» PROBLEM 1
Answer these questions about the passage on the Medway rail viaduct, giving each answer on its own line with the matching letter.
(a) What does the western bridge carry?
(b) How long is the rail viaduct?
(c) What was the length of the central navigation span?
» PROBLEM 2
Reproduce the passage on the Medway rail viaduct from "The western bridge" to "for its continuity.", word for word.
» PROBLEM 3
Pick up the passage on the Medway rail viaduct after its final sentence and continue it.

[[ PASSAGE, beginning ]]

The western bridge carries High Speed 1 (HS1), the high-speed rail link that connects London with the Channel Tunnel.

The rail viaduct is a 1.3 km long structure that spans the River Medway, Wouldham Road and Burham Roads in Borstal. It is a multi-span structure, with typical approach spans of 40.5 m, while the central navigation span had a length of 152 m. On account of the central span having been designed with a balanced cantilever approach, this necessitated the use of certain techniques in its construction, which included the launching of the side spans in an incremental fashion from both the east and west abutments using a series of hydraulic rams. To withstand this, the bridge deck sections were fabricated using bonded prestressing construction; when positioned correctly, these sections cantilever together, aided by external prestressing for its continuity.

[[ PASSAGE, end ]]
[[ ENTRIES PROVIDED, beginning ]]

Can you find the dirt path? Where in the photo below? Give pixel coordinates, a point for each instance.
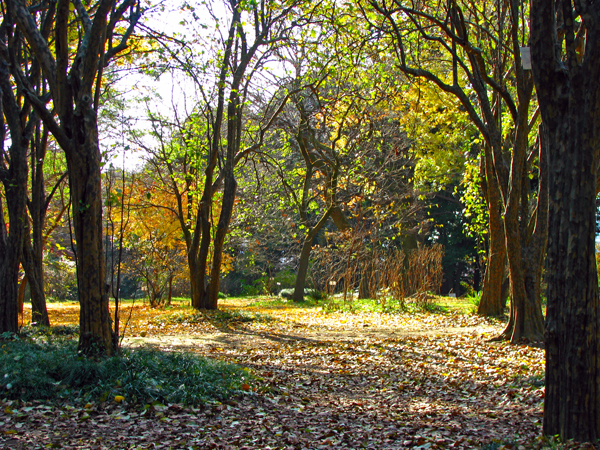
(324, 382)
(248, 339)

[[ ENTRIES PROVIDED, end ]]
[[ ENTRIES PROVIDED, beginning ]]

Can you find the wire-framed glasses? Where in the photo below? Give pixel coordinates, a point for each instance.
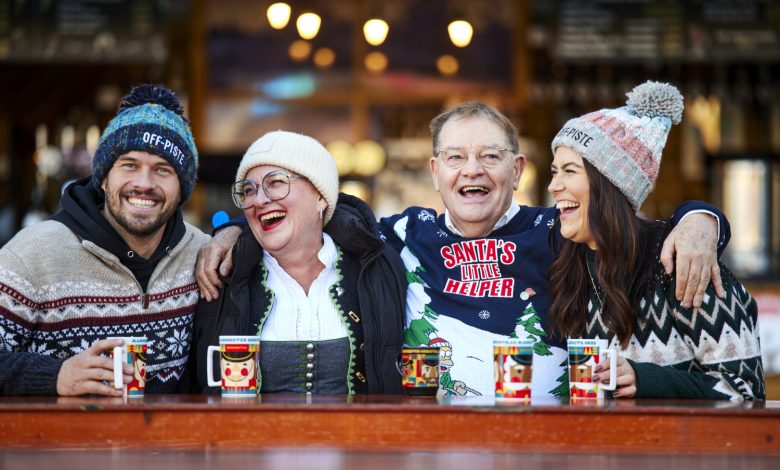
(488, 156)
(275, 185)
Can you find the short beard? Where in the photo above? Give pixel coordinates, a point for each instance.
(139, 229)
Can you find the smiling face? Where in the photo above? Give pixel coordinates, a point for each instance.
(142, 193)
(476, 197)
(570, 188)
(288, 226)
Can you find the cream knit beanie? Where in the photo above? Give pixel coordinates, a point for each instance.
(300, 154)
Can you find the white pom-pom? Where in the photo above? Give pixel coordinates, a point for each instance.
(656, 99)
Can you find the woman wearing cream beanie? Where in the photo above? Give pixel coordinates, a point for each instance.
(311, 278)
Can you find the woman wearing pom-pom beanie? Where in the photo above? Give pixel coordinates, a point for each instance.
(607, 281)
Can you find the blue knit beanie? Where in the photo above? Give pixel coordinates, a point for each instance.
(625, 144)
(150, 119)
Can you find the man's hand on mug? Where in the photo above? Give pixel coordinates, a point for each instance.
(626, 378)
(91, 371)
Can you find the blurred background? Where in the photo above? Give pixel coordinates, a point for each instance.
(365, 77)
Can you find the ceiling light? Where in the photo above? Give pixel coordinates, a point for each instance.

[[ ENTRIES PROVIDED, end ]]

» EXPECTED ANSWER 1
(a) High Speed 1 (HS1), the high-speed rail link that connects London with the Channel Tunnel.
(b) 1.3 km.
(c) 152 m.

» EXPECTED ANSWER 2
The western bridge carries High Speed 1 (HS1), the high-speed rail link that connects London with the Channel Tunnel.

The rail viaduct is a 1.3 km long structure that spans the River Medway, Wouldham Road and Burham Roads in Borstal. It is a multi-span structure, with typical approach spans of 40.5 m, while the central navigation span had a length of 152 m. On account of the central span having been designed with a balanced cantilever approach, this necessitated the use of certain techniques in its construction, which included the launching of the side spans in an incremental fashion from both the east and west abutments using a series of hydraulic rams. To withstand this, the bridge deck sections were fabricated using bonded prestressing construction; when positioned correctly, these sections cantilever together, aided by external prestressing for its continuity.

» EXPECTED ANSWER 3
The substructure consists of reinforced concrete pier columns that are supported upon bored piles. One distinct feature of the columns is that they are in a "V" shape, which provide greater lateral support and stability, particularly in the event of two high-speed trains deploying their emergency brakes at high speeds while traversing the structure. The structure was designed with several unique features so it could properly accommodate rail movements, including articulation and numerous movement joints. It was also designed to give a broadly similar appearance to the existing viaducts where they run parallel to one another, which includes matching spans and profiles.

In 2003, it was awarded the Concrete Society’s Civil Engineering Category award for "outstanding merit in the use of concrete". A plaque marking this achievement has been attached to one of the upright support legs on the Strood side of the viaduct.

The rail viaduct has been described as being a leading piece of civil engineering for the new line, and has become a prominent symbol of it. On 30 July 2003, a specially formed Eurostar train crossed the viaduct and in to the Nashenden Valley at 208 mph, an occurrence that established a new speed record on the British railway network. In advance of the tenth anniversary of this record-breaking run, a plaque was placed at a nearby vantage point overlooking the railway viaduct.